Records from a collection
▬▬▬▬▬▬

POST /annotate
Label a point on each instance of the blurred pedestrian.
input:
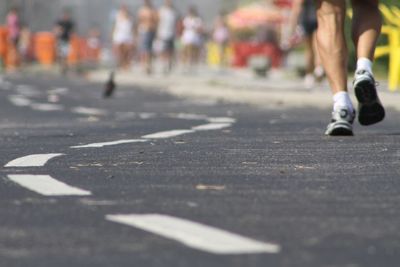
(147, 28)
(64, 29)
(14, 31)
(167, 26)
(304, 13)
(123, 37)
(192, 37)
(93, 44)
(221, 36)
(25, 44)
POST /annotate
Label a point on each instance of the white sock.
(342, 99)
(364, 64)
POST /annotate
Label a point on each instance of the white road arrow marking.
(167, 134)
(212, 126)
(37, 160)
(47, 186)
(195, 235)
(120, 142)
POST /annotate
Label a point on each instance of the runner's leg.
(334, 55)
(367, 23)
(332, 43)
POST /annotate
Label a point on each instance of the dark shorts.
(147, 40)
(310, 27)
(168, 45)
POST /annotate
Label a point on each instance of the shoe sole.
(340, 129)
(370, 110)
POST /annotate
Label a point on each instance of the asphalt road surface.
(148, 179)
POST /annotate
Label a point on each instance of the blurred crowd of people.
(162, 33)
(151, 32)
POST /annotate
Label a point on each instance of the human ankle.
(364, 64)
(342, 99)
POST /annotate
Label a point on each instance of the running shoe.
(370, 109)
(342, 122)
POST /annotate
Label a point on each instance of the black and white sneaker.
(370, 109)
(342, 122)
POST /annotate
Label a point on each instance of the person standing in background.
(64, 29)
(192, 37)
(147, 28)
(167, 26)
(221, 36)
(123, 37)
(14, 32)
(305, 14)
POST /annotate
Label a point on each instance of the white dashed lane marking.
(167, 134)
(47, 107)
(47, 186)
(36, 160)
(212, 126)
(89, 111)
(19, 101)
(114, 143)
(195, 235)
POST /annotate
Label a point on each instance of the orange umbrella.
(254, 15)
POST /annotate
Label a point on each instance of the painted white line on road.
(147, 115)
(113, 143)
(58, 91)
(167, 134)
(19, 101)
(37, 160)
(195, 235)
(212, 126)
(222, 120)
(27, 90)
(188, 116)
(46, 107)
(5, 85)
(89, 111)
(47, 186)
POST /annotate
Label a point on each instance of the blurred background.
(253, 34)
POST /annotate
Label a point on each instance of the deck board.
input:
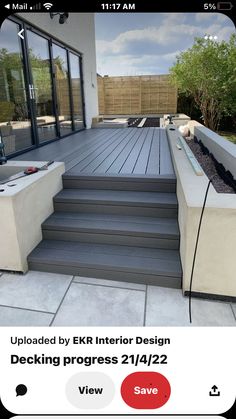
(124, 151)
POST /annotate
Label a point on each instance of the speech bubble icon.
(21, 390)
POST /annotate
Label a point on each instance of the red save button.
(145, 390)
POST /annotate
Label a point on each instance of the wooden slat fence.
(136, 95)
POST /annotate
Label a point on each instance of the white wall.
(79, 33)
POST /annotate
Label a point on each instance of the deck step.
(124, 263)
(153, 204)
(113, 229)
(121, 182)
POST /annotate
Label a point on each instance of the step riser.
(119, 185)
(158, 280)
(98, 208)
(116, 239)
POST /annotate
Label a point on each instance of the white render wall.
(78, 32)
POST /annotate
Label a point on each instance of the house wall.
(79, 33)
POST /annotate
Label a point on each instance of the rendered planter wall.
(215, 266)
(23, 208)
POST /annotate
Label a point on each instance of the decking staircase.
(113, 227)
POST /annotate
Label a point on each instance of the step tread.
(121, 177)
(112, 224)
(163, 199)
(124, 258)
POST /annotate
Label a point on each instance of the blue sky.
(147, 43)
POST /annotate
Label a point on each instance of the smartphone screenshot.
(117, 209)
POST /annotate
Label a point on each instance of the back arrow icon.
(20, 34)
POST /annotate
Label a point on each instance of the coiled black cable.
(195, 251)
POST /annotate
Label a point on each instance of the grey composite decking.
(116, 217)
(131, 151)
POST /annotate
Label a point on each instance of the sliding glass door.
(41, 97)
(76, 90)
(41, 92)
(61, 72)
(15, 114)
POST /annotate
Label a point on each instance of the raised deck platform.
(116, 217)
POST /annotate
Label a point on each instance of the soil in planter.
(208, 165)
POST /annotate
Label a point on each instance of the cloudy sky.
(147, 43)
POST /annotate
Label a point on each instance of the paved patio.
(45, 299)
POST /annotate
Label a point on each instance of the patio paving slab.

▬▬▬▬▬▬

REQUIRED ACTION
Word for word, reproduce all the data, but not the pictures.

ANSWER FOR THE TASK
POST /annotate
Label a point on each instance of the blurred pedestrian.
input:
(147, 28)
(64, 29)
(14, 31)
(167, 26)
(304, 13)
(123, 37)
(192, 37)
(93, 44)
(221, 36)
(25, 44)
POST /annotate
Label a point on each instance of the white sock.
(342, 99)
(364, 64)
POST /annotate
Label a point on each instance of the white road arrow marking.
(167, 134)
(212, 126)
(37, 160)
(47, 186)
(195, 235)
(120, 142)
POST /annotate
Label a point on each instance of the runner's leg.
(334, 55)
(367, 23)
(332, 43)
POST /annotate
Label a point on each instance of the dark shorts.
(147, 40)
(310, 27)
(168, 45)
POST /annotate
Label a point on each instance of the shoe sole.
(340, 129)
(370, 110)
POST /annotate
Label a point on each instance of the asphalt road surface.
(148, 179)
POST /annotate
Label a point on each instance of the blurred crowd of people.
(162, 33)
(151, 32)
POST /annotate
Label a point on each instance of the human ankle.
(364, 64)
(342, 99)
POST /annotate
Label a point on each instance of the running shoe.
(370, 109)
(342, 122)
POST /annotate
Label a point on each instance of the black and white sneaker.
(370, 109)
(342, 122)
POST /annotate
Label a point on each instance of the person standing in background.
(64, 29)
(192, 37)
(147, 28)
(167, 26)
(221, 36)
(123, 37)
(14, 32)
(305, 14)
POST /annotate
Label a point on each instance of the white dashed lane marking.
(167, 134)
(47, 107)
(47, 186)
(36, 160)
(212, 126)
(89, 111)
(19, 101)
(114, 143)
(195, 235)
POST /annotate
Label a point on each instance of the orange umbrella.
(254, 15)
POST /annotate
Label a point on each instance of the painted white line on road.
(147, 115)
(113, 143)
(58, 91)
(167, 134)
(19, 101)
(37, 160)
(195, 235)
(212, 126)
(222, 120)
(27, 90)
(188, 116)
(46, 107)
(5, 85)
(89, 111)
(47, 186)
POST /annotate
Label a point on each instance of the blurred background.
(253, 34)
POST /annotate
Label a point on each instance of the deck board.
input:
(124, 151)
POST /annotate
Label a point on each instance of the speech bubble icon.
(21, 390)
POST /annotate
Label a point on each instance of the red save button.
(145, 390)
POST /annotate
Label a point on each instance of the wooden slat fence.
(136, 95)
POST /annotate
Label a point on each instance of the white wall.
(79, 33)
POST /annotate
Label a point on each instance of the deck step.
(124, 263)
(153, 204)
(113, 229)
(121, 182)
POST /annotate
Label a point on each instance of the step riser.
(119, 185)
(158, 280)
(98, 208)
(116, 239)
POST /annotate
Label a point on each instance of the white render wall.
(78, 32)
POST /annotate
Label a point on each instance of the house wall.
(79, 33)
POST /annotate
Label a point on each instance of the rendered planter wall.
(215, 266)
(23, 208)
POST /annotate
Label a point on each instance of the decking staircase.
(113, 227)
POST /annotate
Label a point on each instance of the step tread.
(121, 177)
(112, 224)
(163, 199)
(124, 258)
POST /annotate
Label a point on each instance of the blue sky.
(147, 43)
POST /annotate
Label a point on each instance of the smartphone screenshot.
(117, 209)
POST /annotate
Label a point on each instance of the back arrow icon.
(20, 34)
POST /annotate
Label a point on each instance of the coiled black cable.
(195, 251)
POST /annotate
Label a point on each instance of the grey composite decking.
(116, 217)
(131, 151)
POST /annotate
Label a point on each instance of the sliding glass door.
(41, 97)
(76, 90)
(41, 92)
(61, 72)
(15, 114)
POST /annotate
Label a point on each instance of the raised deck platform.
(116, 217)
POST /annotate
Label a point on each instance of the soil in planter.
(208, 165)
POST /annotate
Label a point on each instance of the cloudy sky.
(147, 43)
POST /annotate
Label a point on each instance of the paved patio.
(45, 299)
POST /annotate
Label a point on each instance of the patio paving slab.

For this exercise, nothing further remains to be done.